--- START Excerpted text ---

Property Lawyer in Spain | Neighbouring Properties

Neighbouring Properties


There are many occasions when rules are needed to organise relations between neighbouring plots or properties.

In Spanish Law, those relations between plots are ruled by what is known as “Servidumbre”.

A Servidumbre is a burden – an obligation affecting a property which requires the owner to do something, or inversely, to not do something for the benefit of another property.

These can consist of a right of access, the right to construct windows with views, the right of access to the water supply or sewage, or the rights that arise from a shared wall.

There are also rules about distances between buildings, windows or trees, or the way to conduct activities that may impact on neighbouring properties.

For a property to have a right of “servidumbre” with respect to another property it is necessary that they belong to different owners and they were acquired in a proper manner:

  • Some of them can be imposed by one of the owners on the other by legal means. Others can not be imposed ( sewage for instance) and can only be agreed upon between the neighbouring owners.


  • If a mean of access, window, sewage pipes, etc. was build by someone owning both properties, and subsequently one of them is sold without stating anything in the deed, the window, access, sewage pipes, etc, will gain the right to be maintained.

  • Some of them can be gained by habitual use over a given time, this is usually twenty years ( for example the right for the water supply to pass through the property ). Other rights, such as right of access, can not be acquired in this way.

--- END Excerpted text ---
--- START Excerpted records ---

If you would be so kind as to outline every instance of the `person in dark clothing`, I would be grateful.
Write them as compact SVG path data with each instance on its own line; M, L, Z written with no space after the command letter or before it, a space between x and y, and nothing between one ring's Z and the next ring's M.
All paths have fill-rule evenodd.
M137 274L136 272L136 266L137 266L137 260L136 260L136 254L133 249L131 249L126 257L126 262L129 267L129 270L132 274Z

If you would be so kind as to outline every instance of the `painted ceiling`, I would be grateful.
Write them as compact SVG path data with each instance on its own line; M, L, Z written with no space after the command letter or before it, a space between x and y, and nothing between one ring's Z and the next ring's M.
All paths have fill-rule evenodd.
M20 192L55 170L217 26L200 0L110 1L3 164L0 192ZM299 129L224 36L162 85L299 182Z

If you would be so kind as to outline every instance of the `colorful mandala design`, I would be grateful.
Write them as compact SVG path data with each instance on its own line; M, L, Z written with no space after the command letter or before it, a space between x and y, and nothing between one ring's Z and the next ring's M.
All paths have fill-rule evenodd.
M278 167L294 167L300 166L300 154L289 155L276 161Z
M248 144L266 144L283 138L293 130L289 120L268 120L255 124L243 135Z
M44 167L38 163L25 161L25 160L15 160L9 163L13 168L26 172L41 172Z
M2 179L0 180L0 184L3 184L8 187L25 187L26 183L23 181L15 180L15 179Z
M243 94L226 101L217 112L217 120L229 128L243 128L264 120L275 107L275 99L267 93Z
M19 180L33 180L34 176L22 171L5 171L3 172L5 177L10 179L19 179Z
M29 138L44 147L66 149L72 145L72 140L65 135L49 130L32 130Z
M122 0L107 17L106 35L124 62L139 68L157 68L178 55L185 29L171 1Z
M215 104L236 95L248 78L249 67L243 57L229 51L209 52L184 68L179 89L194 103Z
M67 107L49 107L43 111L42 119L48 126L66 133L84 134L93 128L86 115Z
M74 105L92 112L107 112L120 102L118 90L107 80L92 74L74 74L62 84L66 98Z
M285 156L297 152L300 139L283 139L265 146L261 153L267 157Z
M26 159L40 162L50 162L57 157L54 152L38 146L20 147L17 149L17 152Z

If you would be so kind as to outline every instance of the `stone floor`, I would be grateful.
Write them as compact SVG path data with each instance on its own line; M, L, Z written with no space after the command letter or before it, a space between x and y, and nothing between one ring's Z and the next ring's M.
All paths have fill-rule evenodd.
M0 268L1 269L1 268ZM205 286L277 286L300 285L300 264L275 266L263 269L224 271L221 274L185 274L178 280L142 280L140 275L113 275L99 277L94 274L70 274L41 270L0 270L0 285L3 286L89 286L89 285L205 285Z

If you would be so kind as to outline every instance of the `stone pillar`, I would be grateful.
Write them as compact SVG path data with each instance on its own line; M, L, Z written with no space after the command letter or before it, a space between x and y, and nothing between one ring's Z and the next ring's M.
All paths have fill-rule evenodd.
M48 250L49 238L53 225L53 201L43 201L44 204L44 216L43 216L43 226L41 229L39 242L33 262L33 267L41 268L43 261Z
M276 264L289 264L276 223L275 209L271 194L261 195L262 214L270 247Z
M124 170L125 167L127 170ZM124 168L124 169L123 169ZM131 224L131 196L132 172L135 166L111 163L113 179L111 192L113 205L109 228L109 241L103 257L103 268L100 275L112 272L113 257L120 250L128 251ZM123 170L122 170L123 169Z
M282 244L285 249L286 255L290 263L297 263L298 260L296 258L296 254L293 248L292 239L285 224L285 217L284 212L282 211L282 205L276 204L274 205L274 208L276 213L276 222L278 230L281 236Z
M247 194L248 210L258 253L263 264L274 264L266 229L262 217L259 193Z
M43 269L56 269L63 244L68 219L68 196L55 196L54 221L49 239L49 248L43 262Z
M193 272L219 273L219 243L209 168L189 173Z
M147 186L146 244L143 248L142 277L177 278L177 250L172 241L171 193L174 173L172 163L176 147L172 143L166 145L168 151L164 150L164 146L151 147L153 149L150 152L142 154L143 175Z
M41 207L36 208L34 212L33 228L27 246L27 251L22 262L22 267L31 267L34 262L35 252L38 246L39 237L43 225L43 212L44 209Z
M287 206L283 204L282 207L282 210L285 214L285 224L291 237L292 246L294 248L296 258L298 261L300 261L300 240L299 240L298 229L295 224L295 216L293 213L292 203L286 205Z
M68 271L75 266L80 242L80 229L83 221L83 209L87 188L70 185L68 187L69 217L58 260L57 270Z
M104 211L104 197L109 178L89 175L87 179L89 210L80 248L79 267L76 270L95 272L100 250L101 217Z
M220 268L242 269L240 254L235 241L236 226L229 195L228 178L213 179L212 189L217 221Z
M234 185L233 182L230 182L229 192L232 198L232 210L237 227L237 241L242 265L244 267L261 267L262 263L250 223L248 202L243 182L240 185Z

--- END Excerpted records ---

▶ [Requirements]:
1: Update the records from their first line through the line containing "M137 274L136 272L136", replacing "dark clothing" with "black clothing" and leaving everything else as it is.
2: Continue the text on neighbouring properties in Spain from where it stops.

▶ [Outputs for the tasks]:
1:
If you would be so kind as to outline every instance of the `person in black clothing`, I would be grateful.
Write them as compact SVG path data with each instance on its own line; M, L, Z written with no space after the command letter or before it, a space between x and y, and nothing between one ring's Z and the next ring's M.
All paths have fill-rule evenodd.
M137 274L136 272L136 266L137 266L137 260L136 260L136 254L133 249L131 249L126 257L126 262L129 267L129 270L132 274Z

2:
    For those that can be gained over a period of time, in some cases this period will start from the moment the issue arises ( for example a neighbour builds beams into a shared wall), and sometimes the period starts from when a neighbour forbids building work, for example, that which will block a window ( an owner of a building with a window that looks on to a neighbour’s plot that does not respect the obligatory distance, may not have the right to keep the window however, if this owner forbids the neigbour to block it he will gain the right to the window after twenty years).

  • Once the right is gained, by whichever means ( law, agreement or time), the right remains with the land or building. The current owner can not transfer the right to another property or acquire the right for himself. Likewise, the plot which bears the burden will continue to do so, regardless of who the owner may be.
  • If the burden is not inscribed in the Land Registry and the purchaser does not know of its existence, in principle the buyer wouldn’t be constrained to respect it but an immense amount of court resolutions establish that, when the burden can clearly be seen, the buyer can be obliged to respect the neighbour’s right even if it is not inscribed in the Land Registry.


    Tall trees can not be planted within a distance of two metres of a neighbouring plot or within 50 cms in the case of a low tree or bush.
    This rule is to be applied by a court and in accordance with the current Civil Code ( 1889), so older trees are not affected by this rule.

  • If the branches of a tree overhang a neighbouring property, the owner of this land can demand that the branches are cut back from above the property.
  • If the roots of the tree extend into the neighbouring land, the owner of this neighbouring land can cut the roots of the tree back to the boundary line.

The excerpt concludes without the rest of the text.